[Stored entries]
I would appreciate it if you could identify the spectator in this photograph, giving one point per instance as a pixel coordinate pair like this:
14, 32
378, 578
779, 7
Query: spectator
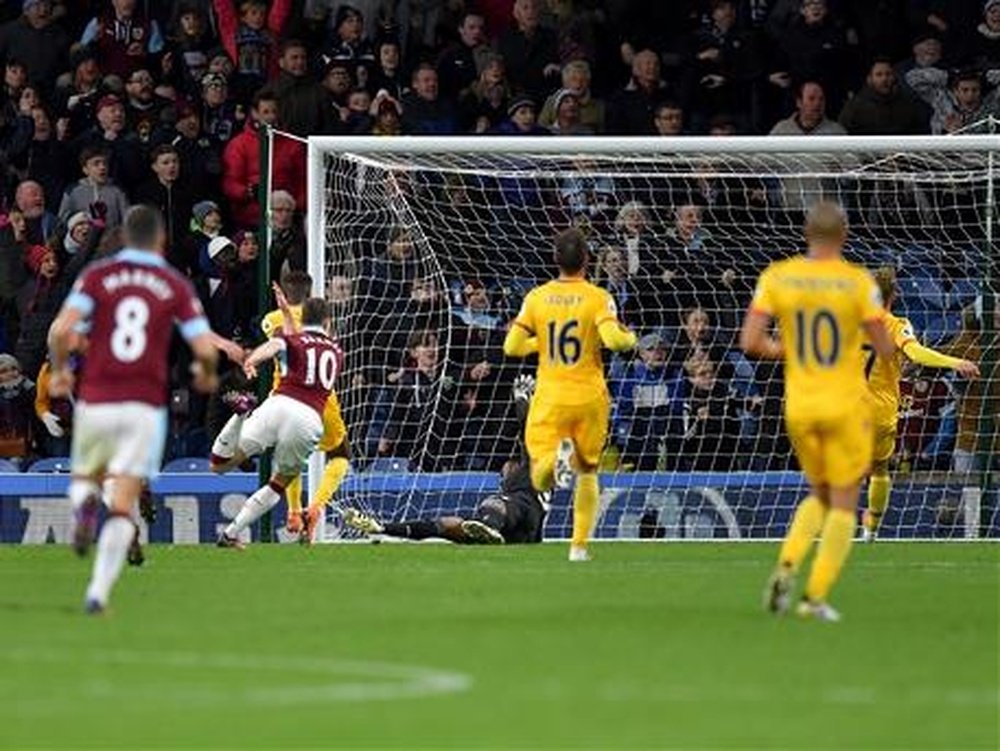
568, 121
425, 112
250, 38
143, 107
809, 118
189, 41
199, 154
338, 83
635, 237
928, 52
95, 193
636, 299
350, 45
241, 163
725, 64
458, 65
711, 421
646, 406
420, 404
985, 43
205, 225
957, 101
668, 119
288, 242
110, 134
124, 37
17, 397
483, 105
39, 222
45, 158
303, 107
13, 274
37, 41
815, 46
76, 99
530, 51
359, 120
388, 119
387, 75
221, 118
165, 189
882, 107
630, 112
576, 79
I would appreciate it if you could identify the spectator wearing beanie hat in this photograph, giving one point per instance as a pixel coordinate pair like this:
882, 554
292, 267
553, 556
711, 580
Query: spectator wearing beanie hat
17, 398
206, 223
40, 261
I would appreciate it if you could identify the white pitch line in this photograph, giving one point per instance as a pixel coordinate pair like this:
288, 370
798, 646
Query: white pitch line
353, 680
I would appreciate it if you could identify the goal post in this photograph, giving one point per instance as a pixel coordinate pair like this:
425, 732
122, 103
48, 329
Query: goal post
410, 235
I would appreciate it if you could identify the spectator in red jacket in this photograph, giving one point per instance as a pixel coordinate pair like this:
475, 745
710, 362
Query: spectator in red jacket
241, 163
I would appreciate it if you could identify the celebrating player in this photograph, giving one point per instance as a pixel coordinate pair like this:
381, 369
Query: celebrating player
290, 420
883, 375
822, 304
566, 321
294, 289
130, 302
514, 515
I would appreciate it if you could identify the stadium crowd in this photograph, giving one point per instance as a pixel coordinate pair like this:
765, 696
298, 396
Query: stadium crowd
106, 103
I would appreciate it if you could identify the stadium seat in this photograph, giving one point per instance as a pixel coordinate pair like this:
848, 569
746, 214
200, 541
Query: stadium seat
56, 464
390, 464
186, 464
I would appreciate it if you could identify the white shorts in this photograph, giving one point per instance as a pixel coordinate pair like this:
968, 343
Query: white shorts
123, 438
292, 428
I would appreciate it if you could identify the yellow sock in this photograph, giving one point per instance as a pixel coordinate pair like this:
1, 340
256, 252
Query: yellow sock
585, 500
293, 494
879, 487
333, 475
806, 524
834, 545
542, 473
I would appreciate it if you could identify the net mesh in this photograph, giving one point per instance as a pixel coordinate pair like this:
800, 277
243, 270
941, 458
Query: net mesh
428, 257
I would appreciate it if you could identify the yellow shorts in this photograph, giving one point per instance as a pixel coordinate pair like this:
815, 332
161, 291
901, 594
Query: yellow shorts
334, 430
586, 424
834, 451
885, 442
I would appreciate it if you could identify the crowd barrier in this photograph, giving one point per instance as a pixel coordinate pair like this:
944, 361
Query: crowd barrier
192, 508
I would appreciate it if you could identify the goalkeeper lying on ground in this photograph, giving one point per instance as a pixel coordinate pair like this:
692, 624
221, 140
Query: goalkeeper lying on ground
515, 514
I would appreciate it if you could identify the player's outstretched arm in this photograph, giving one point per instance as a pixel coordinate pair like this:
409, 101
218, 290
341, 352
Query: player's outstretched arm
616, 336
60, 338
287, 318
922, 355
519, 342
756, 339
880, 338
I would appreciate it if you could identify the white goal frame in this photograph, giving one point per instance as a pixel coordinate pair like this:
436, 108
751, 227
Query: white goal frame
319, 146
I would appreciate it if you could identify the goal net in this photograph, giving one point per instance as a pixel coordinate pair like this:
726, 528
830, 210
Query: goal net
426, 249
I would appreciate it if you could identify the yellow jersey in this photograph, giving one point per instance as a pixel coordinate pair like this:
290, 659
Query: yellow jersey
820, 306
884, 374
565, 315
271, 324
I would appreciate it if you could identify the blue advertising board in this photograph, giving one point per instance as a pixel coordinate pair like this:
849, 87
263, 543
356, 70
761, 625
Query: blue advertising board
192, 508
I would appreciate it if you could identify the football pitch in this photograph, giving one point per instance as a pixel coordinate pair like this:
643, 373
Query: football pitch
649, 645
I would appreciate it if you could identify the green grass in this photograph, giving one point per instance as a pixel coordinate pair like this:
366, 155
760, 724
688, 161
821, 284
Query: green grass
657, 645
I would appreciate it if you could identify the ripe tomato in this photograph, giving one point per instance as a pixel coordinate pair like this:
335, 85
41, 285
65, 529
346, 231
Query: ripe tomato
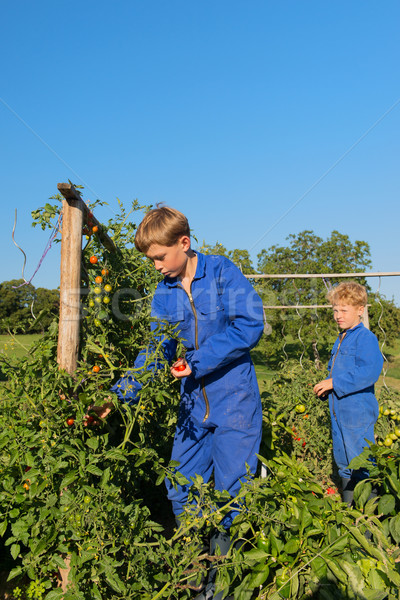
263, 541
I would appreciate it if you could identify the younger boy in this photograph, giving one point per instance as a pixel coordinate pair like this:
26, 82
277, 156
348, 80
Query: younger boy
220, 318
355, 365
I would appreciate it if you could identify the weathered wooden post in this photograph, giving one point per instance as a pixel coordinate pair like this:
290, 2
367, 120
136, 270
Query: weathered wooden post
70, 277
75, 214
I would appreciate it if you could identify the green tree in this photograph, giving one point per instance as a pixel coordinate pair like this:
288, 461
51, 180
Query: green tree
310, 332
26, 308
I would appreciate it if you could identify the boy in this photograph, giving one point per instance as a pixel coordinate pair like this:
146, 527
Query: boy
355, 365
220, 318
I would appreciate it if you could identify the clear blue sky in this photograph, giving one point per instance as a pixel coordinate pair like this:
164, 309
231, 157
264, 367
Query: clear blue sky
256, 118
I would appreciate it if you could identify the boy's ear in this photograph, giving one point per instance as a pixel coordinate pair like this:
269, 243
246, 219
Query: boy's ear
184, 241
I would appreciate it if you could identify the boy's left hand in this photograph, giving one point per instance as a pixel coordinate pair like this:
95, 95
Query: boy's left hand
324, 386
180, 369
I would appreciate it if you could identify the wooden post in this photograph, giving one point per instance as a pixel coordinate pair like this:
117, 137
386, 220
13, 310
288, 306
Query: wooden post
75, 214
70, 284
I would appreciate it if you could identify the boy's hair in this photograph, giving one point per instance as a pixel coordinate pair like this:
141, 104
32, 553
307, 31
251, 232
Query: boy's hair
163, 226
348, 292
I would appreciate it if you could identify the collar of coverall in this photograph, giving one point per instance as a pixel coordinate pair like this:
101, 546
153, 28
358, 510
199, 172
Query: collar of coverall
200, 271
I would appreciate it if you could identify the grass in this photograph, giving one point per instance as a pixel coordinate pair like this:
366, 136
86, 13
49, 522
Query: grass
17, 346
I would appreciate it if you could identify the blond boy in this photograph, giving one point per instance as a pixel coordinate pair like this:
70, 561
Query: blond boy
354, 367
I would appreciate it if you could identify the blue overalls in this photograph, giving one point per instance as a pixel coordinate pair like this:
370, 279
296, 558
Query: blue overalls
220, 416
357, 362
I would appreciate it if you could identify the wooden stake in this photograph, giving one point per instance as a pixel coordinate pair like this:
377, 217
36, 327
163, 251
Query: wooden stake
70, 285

*EXERCISE*. Copy the records above precisely, and leave every image out of the copy.

*SOLUTION FOR THIS EXERCISE*.
I would appreciate it if you could identify the spectator in this photograph, giving one point per instance as a pixel coordinate pair like this:
14, 32
378, 578
779, 7
Query: spectator
568, 121
425, 112
250, 38
143, 107
809, 118
189, 41
199, 154
338, 83
635, 237
928, 52
95, 193
636, 299
350, 45
241, 163
725, 64
458, 65
711, 421
646, 406
420, 404
985, 43
205, 225
957, 101
668, 119
288, 242
110, 134
124, 37
17, 397
483, 105
39, 222
45, 158
303, 107
13, 274
37, 41
815, 46
76, 99
530, 51
359, 120
388, 119
387, 75
221, 118
165, 189
882, 107
630, 112
576, 79
I would appreciate it if you could identify the spectator wearing beanie hat in this photograph, giving one point per instance as a pixel coordinate pair like this:
882, 554
292, 267
553, 556
711, 580
Query: spectator wearing beanie hat
17, 398
206, 223
40, 261
I would appreciate it if you could identify the white pitch line in this photograph, giving one point per instance as a pixel coordinate pair like this:
288, 370
798, 646
Query: white pitch line
353, 680
I would appreciate it if you could identify the goal post in this photograph, giving one point per instance as a pixel coordinate pair like this:
425, 732
122, 103
48, 329
Query: goal post
410, 235
I would appreciate it if you could identify the spectator in red jacket in this photograph, giving one point per instance as a pixel coordinate pair like this:
475, 745
710, 362
Query: spectator in red jacket
241, 163
I would appreciate it if you could identify the celebrating player in this photograph, giving one point per instance as a pixel coordinate pair like this:
381, 369
Query: celebrating player
290, 420
883, 375
822, 304
566, 321
294, 289
130, 302
514, 515
I would appreciate it if you could identify the stadium crowd in this photograph, giving one point per instance as a pixel coordinate pair like this:
765, 696
298, 396
Query: stadium crowd
106, 103
I would appreciate it if you could identify the stadium seat in this photograph, giving one point per instance as a pixel coordinate pair like this:
848, 569
746, 214
200, 541
Query: stadium seat
56, 464
390, 464
186, 464
I would appreciate it if you could identify the white shorts in this photograph, giving one point per instance as a pixel coordinate pair like this:
968, 343
Query: white shorts
123, 438
292, 428
I would appreciate it if you could identify the yellow sock in this photograph, giving one point per instance as a pixel coordinate pair like this:
1, 340
256, 252
Query: yellow sock
585, 500
293, 494
879, 487
333, 475
806, 524
834, 545
542, 473
I would appreciate it if you could identify the net mesh in this photograph, giving one point per instance as a pixel coordinate pair like this:
800, 277
243, 270
941, 458
Query: net mesh
428, 257
I would appreciate it if you could identify the yellow shorts in this photograph, giving one point per instance as a pixel coordinate pair like this:
815, 332
161, 291
901, 594
Query: yellow shorts
334, 430
586, 424
834, 451
885, 442
I would appreciate it if you could identify the crowd barrier in this photograph, giving one point per instance as a pixel coordinate pair like this:
944, 361
Query: crowd barrier
192, 508
I would appreciate it if you could identify the goalkeeper lying on ground in this photograph, giving one point per instance as a pixel coordinate pair like this:
692, 624
221, 140
Query: goalkeeper lying on ground
515, 514
I would appreciate it if you could identify the player's outstretched arm in this photograph, giving one point per instance as a pixel coordinate pair like this:
409, 101
218, 290
341, 352
Query: player's outstretched arm
616, 336
60, 338
287, 318
922, 355
519, 342
756, 339
880, 338
I would appreciate it if you could identify the white goal frame in this photograph, giving one point per instance as a pixel coordinate pair like this:
436, 108
751, 227
Query: white goal frame
319, 146
I would appreciate it if you could identify the goal net in this photograph, giving one point per instance as a pixel coordinate pair like this:
726, 528
830, 210
Query: goal net
426, 249
I would appreciate it if you could identify the yellow jersey in this photograph, giving one point per instance as a pixel coordinate pair like this:
290, 659
Query: yellow jersey
820, 306
884, 374
565, 315
271, 324
I would appreciate it if you could identify the blue advertising board in this photograph, giving one point per instance as a pixel coordinate pair like this:
849, 87
263, 543
356, 70
761, 625
Query: blue advertising board
192, 508
I would appreciate it if you could identify the football pitch in this photograph, giving one point per instance as a pixel coordinate pair like this:
643, 373
Query: football pitch
649, 645
I would appreciate it if you could identify the green grass in this photograph, giving one point per instance as a pixel coordinate pair like this:
366, 155
760, 724
688, 161
821, 284
Query: green grass
657, 645
I would appreciate it if you could identify the ripe tomato in this photograph, giving one point per instance as a pixel coordinate pair like this:
335, 85
41, 285
65, 529
346, 231
Query: ripe tomato
263, 541
I would appreciate it if you could identify the younger boy in this photograph, giving one point per instance as a pixel coordinate pair like this:
26, 82
277, 156
348, 80
Query: younger boy
220, 318
355, 365
I would appreciate it if you could identify the weathered wooden post in this photograph, giving one point per instance as a pixel coordinate pair like this:
290, 2
367, 120
136, 270
Query: weathered wooden post
70, 277
75, 214
I would appreciate it if you could identify the green tree in this photograph, giving one point per instance as a pixel coordinate pair like this:
288, 461
51, 180
Query: green tree
310, 332
26, 308
I would appreciate it if you could identify the boy in this photograph, giving one point per instance as a pixel coordinate pair like this:
146, 527
Query: boy
355, 365
220, 318
I would appreciate it if you could identify the clear blue sky in this photograph, giving one point per instance as a pixel coordinate pair like this:
164, 309
231, 157
264, 367
Query: clear blue sky
256, 118
I would appreciate it if you could identify the boy's ear in this photograph, giving one point per instance as a pixel coordinate pair like this:
269, 243
246, 219
Query: boy's ear
184, 241
I would appreciate it if you could identify the boy's left hand in this photograph, giving one point per instance as a pixel coordinate pair like this:
95, 95
Query: boy's left hand
324, 386
180, 369
I would appreciate it if you could identify the wooden post in this photograph, giving one point per instance as a pixel coordinate pair like this:
117, 137
386, 220
13, 310
288, 306
Query: wooden post
75, 214
70, 284
I would appreciate it if you could identify the boy's hair in this photograph, giving one point per instance as a pixel coordinate pair like this:
141, 104
32, 553
307, 31
251, 232
Query: boy's hair
163, 226
348, 292
I would appreciate it if you could identify the collar of coverall in this photograph, giving one point per instance as a pixel coordinate pair like this:
101, 546
153, 28
358, 510
199, 172
Query: collar of coverall
200, 271
I would appreciate it if you could identify the grass in this photograph, giving one point per instance as a pixel coordinate pair like this:
366, 136
86, 13
49, 522
Query: grass
17, 346
I would appreciate it if you could identify the blond boy in this photograph, giving one point per instance as a pixel coordinate pair like this:
70, 561
Query: blond boy
354, 367
I would appreciate it if you could identify the blue overalls in this photograph, giving one point per instance as a pixel coordinate pair like this:
370, 279
296, 558
Query: blue overalls
220, 416
357, 362
I would appreciate it if you could identify the wooden stake in this photograph, giving one point per instance as a pixel coordinate pair like this:
377, 217
36, 327
163, 251
Query: wooden stake
70, 285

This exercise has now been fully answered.